### [Given task]
Update the entries below by replacing every occurrence of "placing one point per instance" with "marking each instance with a single point", and leave everything else as it is.

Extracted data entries
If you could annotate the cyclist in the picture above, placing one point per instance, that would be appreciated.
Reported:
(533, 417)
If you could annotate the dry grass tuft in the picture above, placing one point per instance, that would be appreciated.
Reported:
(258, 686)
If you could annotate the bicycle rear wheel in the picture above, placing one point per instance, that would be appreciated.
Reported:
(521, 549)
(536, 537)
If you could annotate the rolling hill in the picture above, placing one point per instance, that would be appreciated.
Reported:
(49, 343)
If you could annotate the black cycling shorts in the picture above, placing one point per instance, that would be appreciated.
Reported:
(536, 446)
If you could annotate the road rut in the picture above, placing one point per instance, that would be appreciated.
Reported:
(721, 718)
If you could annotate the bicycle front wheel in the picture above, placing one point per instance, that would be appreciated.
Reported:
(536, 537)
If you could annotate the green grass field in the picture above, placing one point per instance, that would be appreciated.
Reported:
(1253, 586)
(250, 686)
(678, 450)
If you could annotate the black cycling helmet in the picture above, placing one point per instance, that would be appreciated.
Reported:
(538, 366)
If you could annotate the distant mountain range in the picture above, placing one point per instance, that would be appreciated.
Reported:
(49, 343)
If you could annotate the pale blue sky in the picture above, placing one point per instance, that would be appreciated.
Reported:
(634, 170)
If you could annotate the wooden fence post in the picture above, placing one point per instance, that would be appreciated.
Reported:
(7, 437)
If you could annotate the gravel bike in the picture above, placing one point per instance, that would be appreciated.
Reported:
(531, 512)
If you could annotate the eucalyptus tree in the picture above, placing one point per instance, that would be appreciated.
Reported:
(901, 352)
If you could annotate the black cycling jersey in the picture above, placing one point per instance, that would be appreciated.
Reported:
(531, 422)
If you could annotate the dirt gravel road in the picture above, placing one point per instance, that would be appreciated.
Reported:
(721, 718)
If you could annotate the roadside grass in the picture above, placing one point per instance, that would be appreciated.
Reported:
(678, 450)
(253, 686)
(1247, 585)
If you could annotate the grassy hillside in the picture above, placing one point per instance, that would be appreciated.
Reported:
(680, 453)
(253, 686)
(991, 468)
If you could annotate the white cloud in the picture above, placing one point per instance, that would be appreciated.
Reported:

### [Result of this task]
If you could annotate the cyclist in the picture above, marking each instance with a single point, that would be appreciated.
Reported:
(533, 417)
If you could annotate the dry grass tuft in the picture above, marking each instance with a single point, that would be appreciated.
Reported:
(258, 686)
If you could annotate the bicycle rear wheel in the picture above, marking each instance with a single point, that would be appreciated.
Reported:
(521, 549)
(536, 537)
If you could annotate the rolling hill in the picture above, marking each instance with a single point, that would be appreciated.
Reported:
(49, 343)
If you could annotate the black cycling shorts in the picture above, marking each instance with a single point, that would be appreciated.
Reported:
(536, 446)
If you could annotate the road rut in the picture above, marking each instance with a single point, that would be appreciated.
Reported:
(721, 718)
If you could annotate the bicycle front wheel in the picture above, marking each instance with a single point, that would be appreciated.
Reported:
(536, 537)
If you could annotate the green grass field in the picture above, marking each instance with a single point, that would be appreciated.
Reported:
(1253, 586)
(250, 686)
(678, 450)
If you could annotate the black cycling helmet in the picture above, marking each instance with a single point, that would be appreciated.
Reported:
(538, 366)
If you could annotate the distant mountain range in the picture above, marking each instance with a single point, that would be appreciated.
Reported:
(49, 343)
If you could annotate the pale blue sky in the picture above, marking each instance with a single point, that would be appreciated.
Reported:
(634, 170)
If you could annotate the wooden fence post in the picture above, marking each instance with a single point, that would be appreciated.
Reported:
(7, 437)
If you could annotate the gravel bike in the picture above, marking each instance with a single point, that would be appreciated.
Reported:
(531, 512)
If you could annotate the eucalyptus tree in the picture above, marking each instance with a single point, that would be appreciated.
Reported:
(901, 352)
If you could annotate the black cycling jersey in the picture above, marking each instance with a single point, that would be appreciated.
Reported:
(531, 422)
If you could annotate the dirt gravel road in the picture above, marking each instance with a single point, that would be appreciated.
Reported:
(721, 718)
If you could annotate the roadside grass in the picture above, marking each instance with a single point, that would be appreciated.
Reported:
(678, 450)
(253, 686)
(1247, 585)
If you could annotate the grassy hillside in the picture above, marking each instance with a single point, that would be appreciated.
Reported:
(680, 453)
(253, 686)
(991, 468)
If you could annotate the white cloud in the picture above, marking each instance with a single point, that would be appreciated.
Reported:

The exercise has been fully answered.